◆ RAW DATA ◆
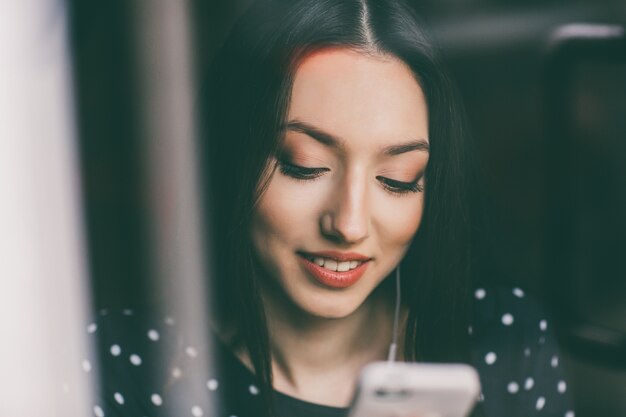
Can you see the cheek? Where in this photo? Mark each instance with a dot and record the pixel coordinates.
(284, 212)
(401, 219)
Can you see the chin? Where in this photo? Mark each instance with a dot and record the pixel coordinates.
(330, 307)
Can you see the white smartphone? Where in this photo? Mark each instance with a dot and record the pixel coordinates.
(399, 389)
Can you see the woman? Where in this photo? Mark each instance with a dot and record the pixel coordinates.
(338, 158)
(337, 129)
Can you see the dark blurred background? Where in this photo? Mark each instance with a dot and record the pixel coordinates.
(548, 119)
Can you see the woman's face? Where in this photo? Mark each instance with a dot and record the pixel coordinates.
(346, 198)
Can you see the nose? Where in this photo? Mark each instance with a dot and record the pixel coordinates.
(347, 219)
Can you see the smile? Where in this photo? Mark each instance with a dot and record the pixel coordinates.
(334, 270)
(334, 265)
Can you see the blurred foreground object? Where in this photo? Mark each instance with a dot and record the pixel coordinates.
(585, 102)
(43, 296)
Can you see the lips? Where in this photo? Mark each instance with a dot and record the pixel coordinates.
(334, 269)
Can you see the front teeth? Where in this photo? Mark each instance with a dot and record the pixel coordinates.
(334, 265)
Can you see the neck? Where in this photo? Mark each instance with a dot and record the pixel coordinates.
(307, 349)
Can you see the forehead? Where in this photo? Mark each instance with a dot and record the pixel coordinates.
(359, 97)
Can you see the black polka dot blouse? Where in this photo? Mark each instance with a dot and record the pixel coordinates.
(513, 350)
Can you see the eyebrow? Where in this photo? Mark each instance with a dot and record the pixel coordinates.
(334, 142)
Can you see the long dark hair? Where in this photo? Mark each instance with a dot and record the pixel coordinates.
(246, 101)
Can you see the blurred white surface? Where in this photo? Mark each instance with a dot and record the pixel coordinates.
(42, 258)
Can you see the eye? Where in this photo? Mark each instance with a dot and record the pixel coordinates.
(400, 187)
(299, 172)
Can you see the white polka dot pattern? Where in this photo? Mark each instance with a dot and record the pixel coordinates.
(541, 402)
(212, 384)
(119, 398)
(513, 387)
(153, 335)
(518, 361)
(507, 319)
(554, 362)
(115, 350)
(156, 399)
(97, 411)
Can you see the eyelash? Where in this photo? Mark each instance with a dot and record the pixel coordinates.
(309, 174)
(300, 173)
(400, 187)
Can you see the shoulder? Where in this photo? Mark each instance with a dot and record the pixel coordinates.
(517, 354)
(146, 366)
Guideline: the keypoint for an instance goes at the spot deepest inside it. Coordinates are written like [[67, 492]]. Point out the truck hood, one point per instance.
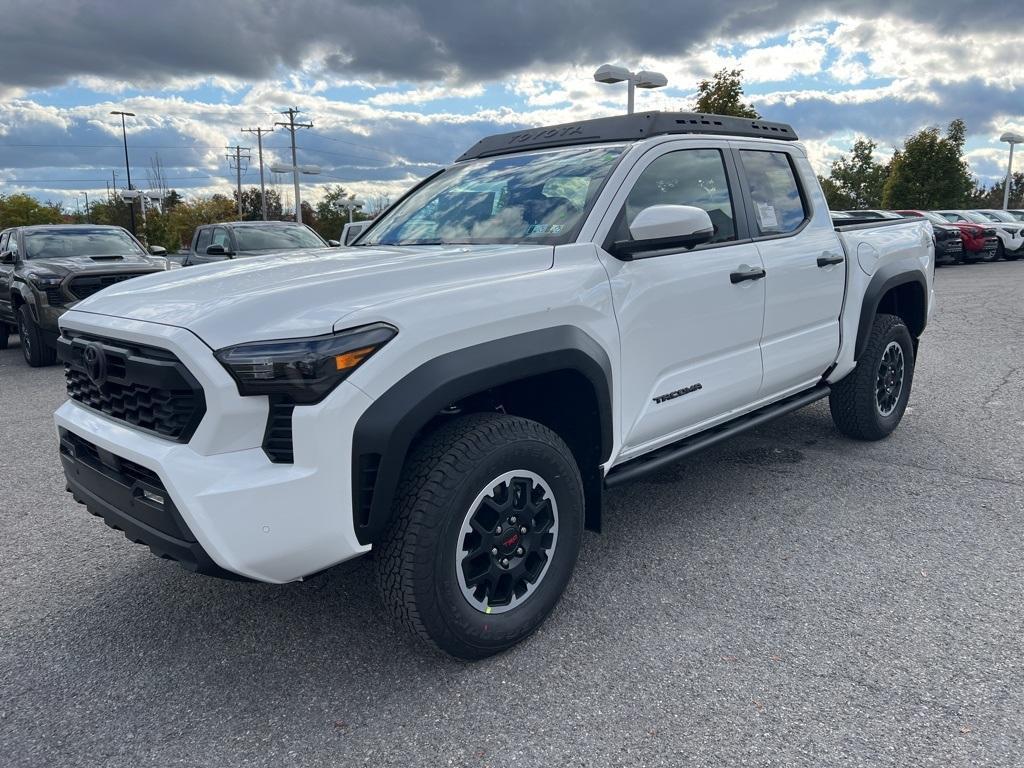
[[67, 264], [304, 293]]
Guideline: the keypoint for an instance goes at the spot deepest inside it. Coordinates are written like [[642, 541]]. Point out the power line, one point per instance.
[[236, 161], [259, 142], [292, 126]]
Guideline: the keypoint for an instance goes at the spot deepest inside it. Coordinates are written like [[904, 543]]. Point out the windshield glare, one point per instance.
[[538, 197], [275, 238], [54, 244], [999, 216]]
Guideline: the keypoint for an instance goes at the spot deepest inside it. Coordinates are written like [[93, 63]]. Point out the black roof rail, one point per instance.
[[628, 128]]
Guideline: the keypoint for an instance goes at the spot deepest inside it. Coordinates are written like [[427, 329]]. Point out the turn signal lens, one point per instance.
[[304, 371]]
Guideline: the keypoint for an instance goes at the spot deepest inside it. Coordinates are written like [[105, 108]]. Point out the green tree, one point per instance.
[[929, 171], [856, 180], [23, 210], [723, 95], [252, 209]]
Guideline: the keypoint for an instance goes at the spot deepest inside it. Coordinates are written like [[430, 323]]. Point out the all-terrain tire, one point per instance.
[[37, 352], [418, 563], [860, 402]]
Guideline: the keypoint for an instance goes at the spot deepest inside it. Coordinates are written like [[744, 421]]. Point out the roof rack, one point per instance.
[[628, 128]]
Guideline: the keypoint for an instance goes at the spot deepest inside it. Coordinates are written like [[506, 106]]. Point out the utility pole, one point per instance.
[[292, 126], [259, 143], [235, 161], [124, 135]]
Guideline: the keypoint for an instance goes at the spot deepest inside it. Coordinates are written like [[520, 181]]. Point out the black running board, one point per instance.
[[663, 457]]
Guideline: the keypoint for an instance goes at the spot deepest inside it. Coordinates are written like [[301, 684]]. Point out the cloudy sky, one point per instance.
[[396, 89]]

◆ ASSIGNMENT ◆
Go through the lines above and write each one out verbatim, skipping the pictures.

◆ REPLY TO THE TASK ◆
Can you see the cheek? Where in this photo? Mark each instance with a dot and record the pixel coordinates.
(284, 212)
(401, 219)
Can you see the chin? Where in this photo? Mark each instance with a dot and record the pixel coordinates.
(330, 307)
Can you see the white smartphone? Where in this photo? Mark each instance with a dot and record the pixel coordinates.
(399, 389)
Can you see the woman? Where in this photo? Mark each instance with a dot and record the pixel coordinates.
(338, 158)
(337, 129)
Can you see the dark blurred background? Where in this photo? Mark each instance with a dot and record the pixel coordinates.
(548, 119)
Can you see the woman's face? Where in this photo? Mark each instance with a dot and record the pixel coordinates.
(346, 198)
Can you see the nose? Where in this photo? Mark each instance with a dot and record the pixel coordinates.
(347, 219)
Can you see the smile? Where in this photo? Mark each instance with a dot and record the pixel coordinates.
(334, 270)
(334, 265)
Can you see the blurred foreground object? Where in this photo? Mark each instance with a dot and record the pixel coordinates.
(585, 102)
(43, 296)
Can you see the lips? Where in this photo? Mark each instance with a dot and record the pixel coordinates.
(334, 269)
Can you see the front teeth? Where in this photo? Mark each instance with a dot and record the pixel coordinates.
(334, 265)
Can you see the neck? Where in this photo? Mark each instance with a dot and record the pixel coordinates.
(307, 349)
Can you see the forehead? Where in this photo? Mark each instance with a dot and record the pixel coordinates.
(359, 97)
Can you see the black polka dot blouse? Where in this photo? Mark each instance with a dot and record the pixel coordinates.
(513, 350)
Can you see the eyebrow? Where in this photo? Mark each instance with a dot and record the pixel coordinates.
(334, 142)
Can you see the long dark hair? Where in this photo? Mark each instance with a dot and record the pixel coordinates.
(246, 101)
Can you see the blurred white surface? Where in this photo? Mark each instance with a dot and record the pixel coordinates.
(42, 258)
Can you see the eye? Where in this photo? Mark each instance with a dot and record the pixel coordinates.
(400, 187)
(299, 172)
Can you see the white polka dot pattern? Where in this photo? Mark each instance with a dot and record the pixel coordinates.
(541, 402)
(212, 384)
(119, 398)
(513, 387)
(153, 335)
(518, 361)
(507, 319)
(554, 362)
(115, 350)
(156, 399)
(97, 411)
Can you see the eyelash? Where in this photo? Mark each instance with a dot and record the pixel coordinates.
(309, 174)
(300, 173)
(400, 187)
Can you see the shoulder? Where in this photo? Mark each instance with a dot and record the pixel coordinates.
(517, 354)
(146, 366)
Guideline: the keypoint for an instance goes at the spot deepest inside it. Coordinates are written like [[67, 492]]. Point out the truck hood, one point per instance.
[[67, 264], [304, 293]]
Guideline: the keypoint for an instance goes at the spot deepest inside it. Coordinates are written like [[642, 541]]. Point out the power line, one point per instance.
[[236, 161], [259, 142], [292, 126]]
Guideline: the keypoint for an instance goes at the spot deepest inside it. Coordinates are written like [[904, 543]]. Point out the windshield glare, one point per instance.
[[538, 197], [275, 238], [54, 244], [999, 216]]
Guideline: the keypoint for an instance goes at the spot deepest inside it. Coordinates are written like [[93, 63]]. Point out the black roof rail, one point per instance.
[[628, 128]]
Guideline: the keypoint for an instance goes at the spot deepest inside it. Coordinates are written like [[427, 329]]. Point out the turn signal lens, one point per instance.
[[304, 371]]
Guideline: the keypoint for an instance goes at the spot deepest inside it. Coordinates are written like [[105, 108]]. Point out the green tree, one point per instance.
[[929, 171], [856, 180], [23, 210], [723, 95], [252, 209]]
Guideline: the keypoint for an instance goes at the spot deepest inside it. Coordinates are written like [[430, 323]]. Point out the all-terrain tire, one point per instance.
[[37, 352], [418, 563], [860, 402]]
Guideline: the keypoint for an instance goes at the spot deepest inside it. Coordinates are written like [[744, 421]]. Point out the roof rack, one point per instance.
[[628, 128]]
Guideline: the keypoint for an instance goes at the spot deepest inside it. Coordinates are written like [[506, 106]]. Point out the utility pole, one point per instance.
[[292, 126], [259, 143], [235, 161], [124, 135]]
Guideline: the keypoint for an instance goes at the spot deepest inside it. Coordinates are written like [[520, 181]]. Point out the black running board, one point per instance.
[[663, 457]]
Guideline: the keypoint for an instance goes at the spot deepest inside it. Coordinates are written like [[301, 684]]. Point out the cloudy sky, one point per instance.
[[396, 89]]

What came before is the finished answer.